> [ASSIGNMENT]: Every record below is to be repeated exactly, with the pictures left out.

> [LISTED RECORDS]:
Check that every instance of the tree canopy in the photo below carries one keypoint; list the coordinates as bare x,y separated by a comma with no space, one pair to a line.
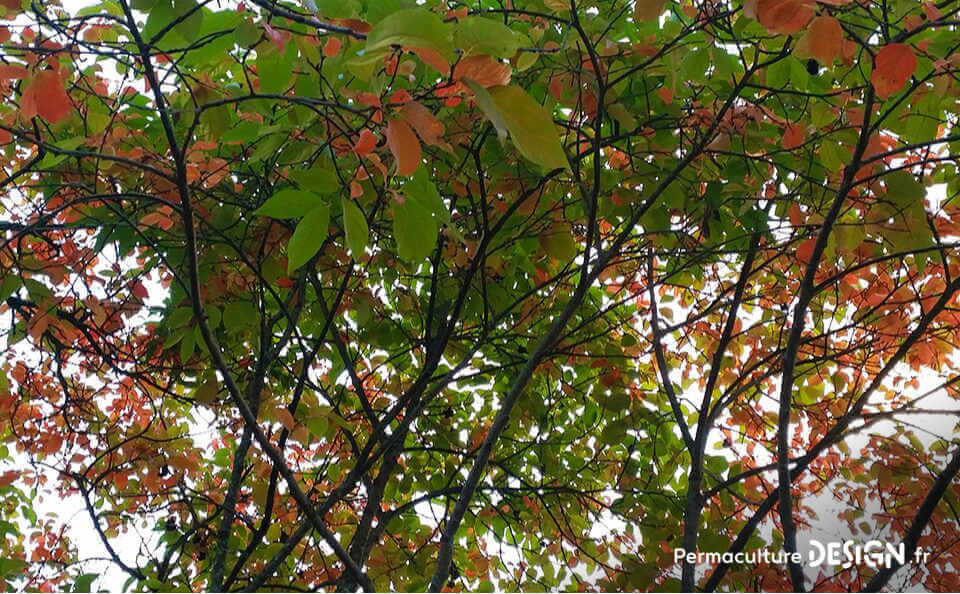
514,294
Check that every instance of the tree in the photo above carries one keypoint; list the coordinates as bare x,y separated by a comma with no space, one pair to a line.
350,294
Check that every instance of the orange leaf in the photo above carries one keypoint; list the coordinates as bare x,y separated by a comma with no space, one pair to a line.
367,142
825,38
427,125
893,67
483,70
286,419
46,97
793,136
784,16
8,71
404,145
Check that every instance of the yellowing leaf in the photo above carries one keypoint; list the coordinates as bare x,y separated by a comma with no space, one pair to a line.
307,238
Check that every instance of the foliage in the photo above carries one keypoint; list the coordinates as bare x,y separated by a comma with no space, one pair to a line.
406,295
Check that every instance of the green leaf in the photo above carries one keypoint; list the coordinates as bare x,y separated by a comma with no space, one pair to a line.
307,238
9,284
84,582
531,127
489,108
289,204
413,27
275,68
355,228
318,179
415,229
478,35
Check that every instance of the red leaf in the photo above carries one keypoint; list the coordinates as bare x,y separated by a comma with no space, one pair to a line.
784,16
427,125
483,70
46,97
793,136
893,67
8,71
825,38
367,142
404,145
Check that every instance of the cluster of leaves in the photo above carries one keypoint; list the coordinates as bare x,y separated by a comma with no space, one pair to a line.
396,294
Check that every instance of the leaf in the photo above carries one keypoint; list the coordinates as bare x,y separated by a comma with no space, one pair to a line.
483,70
648,10
45,97
414,28
8,285
425,124
307,238
489,108
893,66
531,127
479,35
415,229
825,38
793,136
404,145
289,204
784,16
355,228
84,583
320,180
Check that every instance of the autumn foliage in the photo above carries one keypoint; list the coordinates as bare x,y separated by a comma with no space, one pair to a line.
524,295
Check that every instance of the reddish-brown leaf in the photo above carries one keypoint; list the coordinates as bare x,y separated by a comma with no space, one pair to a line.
784,16
427,125
893,67
45,97
8,71
404,145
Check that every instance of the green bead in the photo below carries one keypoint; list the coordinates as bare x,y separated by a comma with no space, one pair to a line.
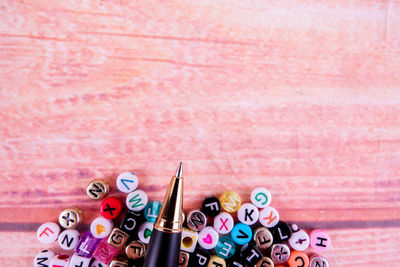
225,247
152,210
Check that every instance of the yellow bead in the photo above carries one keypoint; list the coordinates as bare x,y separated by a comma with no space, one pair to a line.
216,261
230,201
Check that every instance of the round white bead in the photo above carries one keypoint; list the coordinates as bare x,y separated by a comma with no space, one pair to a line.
248,214
101,227
48,232
127,182
260,197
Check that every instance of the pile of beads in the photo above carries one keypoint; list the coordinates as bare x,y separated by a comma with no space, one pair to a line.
224,232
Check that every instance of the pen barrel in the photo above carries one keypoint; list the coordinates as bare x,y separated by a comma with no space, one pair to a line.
163,250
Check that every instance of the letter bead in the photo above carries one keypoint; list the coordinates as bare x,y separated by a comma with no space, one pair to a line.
183,259
216,261
189,240
263,238
269,217
248,214
101,227
80,261
87,245
127,182
60,260
135,250
196,220
230,201
110,208
298,258
223,223
70,218
211,206
97,189
280,253
137,200
43,258
105,252
200,257
319,240
225,247
152,210
68,239
281,232
266,262
317,261
250,254
299,240
118,238
241,233
260,197
208,238
48,233
145,231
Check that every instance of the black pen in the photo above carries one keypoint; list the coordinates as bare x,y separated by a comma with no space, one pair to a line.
165,241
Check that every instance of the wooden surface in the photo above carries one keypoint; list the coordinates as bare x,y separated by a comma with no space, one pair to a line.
302,98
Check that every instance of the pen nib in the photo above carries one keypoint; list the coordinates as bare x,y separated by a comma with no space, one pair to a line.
179,171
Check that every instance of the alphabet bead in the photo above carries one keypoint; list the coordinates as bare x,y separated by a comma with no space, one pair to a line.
250,254
97,189
263,238
230,201
281,232
101,227
248,214
298,258
43,258
137,200
135,250
196,220
68,239
266,262
241,233
280,253
319,240
110,208
299,240
211,206
80,261
223,223
189,240
127,182
118,238
216,261
70,217
269,217
317,261
152,210
225,247
145,231
48,232
260,197
60,260
208,238
87,245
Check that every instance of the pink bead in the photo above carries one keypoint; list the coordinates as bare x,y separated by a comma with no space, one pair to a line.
319,240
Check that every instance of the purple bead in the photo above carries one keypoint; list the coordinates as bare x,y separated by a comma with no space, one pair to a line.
87,245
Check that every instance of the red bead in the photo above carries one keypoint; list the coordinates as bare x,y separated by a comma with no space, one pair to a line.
110,207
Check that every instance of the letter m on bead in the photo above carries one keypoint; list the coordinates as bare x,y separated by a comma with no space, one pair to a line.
137,200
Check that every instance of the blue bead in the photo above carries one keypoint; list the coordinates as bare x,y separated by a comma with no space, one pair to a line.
241,233
151,211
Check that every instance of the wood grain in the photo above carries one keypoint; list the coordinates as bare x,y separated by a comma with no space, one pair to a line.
300,97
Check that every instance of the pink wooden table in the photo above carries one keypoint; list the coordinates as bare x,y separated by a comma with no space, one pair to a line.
302,98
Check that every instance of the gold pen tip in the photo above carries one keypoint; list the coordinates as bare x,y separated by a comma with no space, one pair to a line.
178,173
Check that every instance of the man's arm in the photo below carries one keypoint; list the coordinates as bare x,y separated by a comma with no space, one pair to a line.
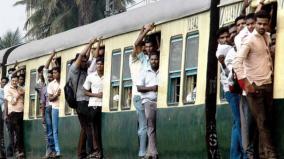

> [RESPONSE TO THE TASK]:
Check that every instance of the tree canopy in the photo below carries one keypoint; list the coordinates as bare x,y separated by a comma with no space, one pair to a line.
514,294
Check that every instance of the tree in the photo above carries one keypoint; list the coordinates as bare x,y separated by a comma with no space, one pair to a line.
350,294
Check that every instance of the orange leaf in the photo above carries one keypoint; list the coordinates as bare x,y separated by a comma with no space, one pair to a line.
367,142
825,38
427,125
893,67
483,70
286,419
46,97
793,136
784,16
8,71
404,145
Check that every instance of the yellowing leaf in the photo above carries one keypoint; list the coordinates as bare x,y separated by a comma with no space, one pair to a line.
307,238
Check that every instance of the foliage in the photo above carries one keypoint; list the coordinates as bare x,y separated by a comma with no space, one pair to a line.
406,295
Check that every instance of the green leaf in the photo above carries one keypoint; list the coordinates as bare x,y separated by a comma with no space, one pair to a line.
307,238
9,284
84,582
531,127
489,108
289,204
413,27
275,68
355,228
318,179
415,229
478,35
Check that every instance of the red leaf in the photo above carries one keypoint; list the coordinates as bare x,y separated by a comma with no space, one pair to a line.
784,16
427,125
483,70
46,97
793,136
893,67
8,71
825,38
367,142
404,145
Check that every instance of the cluster of leaves in the photo above carries one keypoint; list the coordinates as bare x,y separated by a comma with no space, one pair to a line.
396,294
Check that every instance of the leaf in the photo above carries one keypoint; list the coordinates as bare x,y separated by a comma with no space, one pair to a line.
483,70
648,10
45,97
414,28
8,285
425,124
307,238
489,108
893,66
531,127
479,35
415,229
825,38
793,136
404,145
289,204
784,16
355,228
84,583
320,180
Check that every instance of the autumn foliage in the photo above carries one keypoint; list the coordinates as bare x,y separated by a comma with no space, one pair to a line.
524,295
Check that every instance of the reddish-brown leaf in the photo above carries one keypoint; list the coordinates as bare x,y separated by a comma with no space, one pair to a line.
784,16
427,125
893,67
45,97
8,71
404,145
Check that every instance of the green bead in the photo below carries one keypoint; list the coordinates as bare x,y separated by a comma with no space, one pair to a line.
225,247
152,210
Check that every instance of the yellow bead in the photo above carries one keypoint; list the coordinates as bare x,y separated by a comma with no space, one pair to a line.
216,261
230,201
Check that every instance of the round white bead in the photo above carries one keypoint; list the coordinates as bare x,y separated by a comma with no space, one pair to a line.
248,214
101,227
48,232
127,182
260,197
Check that every instance of the pile of beads in the photo above carries one keypoint; list the coordinates as bare x,y separated by a comma with no space, one pair to a line.
224,232
Check that every instance of the pen barrel in the photo above carries one keypoint; list the coordinates as bare x,y separated by a comma with no space, one pair to a line.
163,250
Check that every instance of the letter bead in the photo above carries one keypoint; list the coordinates as bare x,y separated by a comma with no space, one pair to a line.
183,259
216,261
189,240
263,238
269,217
248,214
101,227
80,261
87,245
127,182
60,260
135,250
196,220
230,201
110,208
298,258
223,223
70,218
211,206
97,189
280,253
137,200
43,258
105,252
200,257
319,240
225,247
152,210
68,239
281,232
266,262
317,261
250,254
299,240
118,238
241,233
260,197
208,238
48,233
145,231
Check that every instance of the black pen in the photo above carries one keypoint; list the coordinates as bare x,y separated by a comma with no space, one pair to a line.
165,241
Check that every instance of the wooden surface in the photo above carries one keypoint; list the coordinates as bare x,y separated by a comma with no space, one pair to a line.
302,98
Check that every instance of the pen nib in the photo above carries one keypoint; list the coordinates as bare x,y separated by a comma with no space, one pair to a line.
179,171
Check that every instance of the alphabet bead in the photo above carries one keypoint; list the coordinates as bare x,y separated by a comma with no space, one pair to a line.
250,254
97,189
263,238
230,201
281,232
101,227
248,214
298,258
43,258
137,200
135,250
196,220
68,239
266,262
241,233
280,253
319,240
110,208
299,240
211,206
80,261
223,223
189,240
127,182
118,238
216,261
70,217
269,217
317,261
152,210
225,247
145,231
48,232
260,197
60,260
208,238
87,245
Check that every instance of the pink bead in the photo above carries one keypoint; list the coordinates as bare x,y separated by a comma with no space, one pair to a line.
319,240
Check that every instance of the purple bead in the photo above carries one keypoint; list the coordinates as bare x,y separated by a comma with no space, one pair to a line.
87,245
Check that every instance of the red bead in the photo above carries one keypoint; list the coordinates as bare x,y separated by a comma with no space, one pair to a line.
110,207
Check that every instance of the letter m on bead in the photo above carries one keypoint; list the coordinates as bare x,y separated by a comma with no space, one pair to a line.
137,200
Check that every instance of the blue bead in the photo above carries one keypoint; list the coordinates as bare x,y separated by a comma with no space, one pair to a line.
241,233
151,211
Check that every instance of the wood grain in the photo above carries one keypoint; list the coordinates as bare x,y separated by a comma with no space, one pair to a line.
300,97
Check that every instance of the pink wooden table in the photo above carries one keypoint; list the coordinates as bare x,y separated by a comma with no space, one pair to a line.
302,98
Check that every instance of the gold pen tip in the photo above carries one keypoint; list the coordinates as bare x,y separated by a comma with no space, one pair to a line.
178,173
Check that every instance of the man's arm in the photo below carries one keypoint; list the coordinates as bare x,y separated by a comma with no space, one pair to a line.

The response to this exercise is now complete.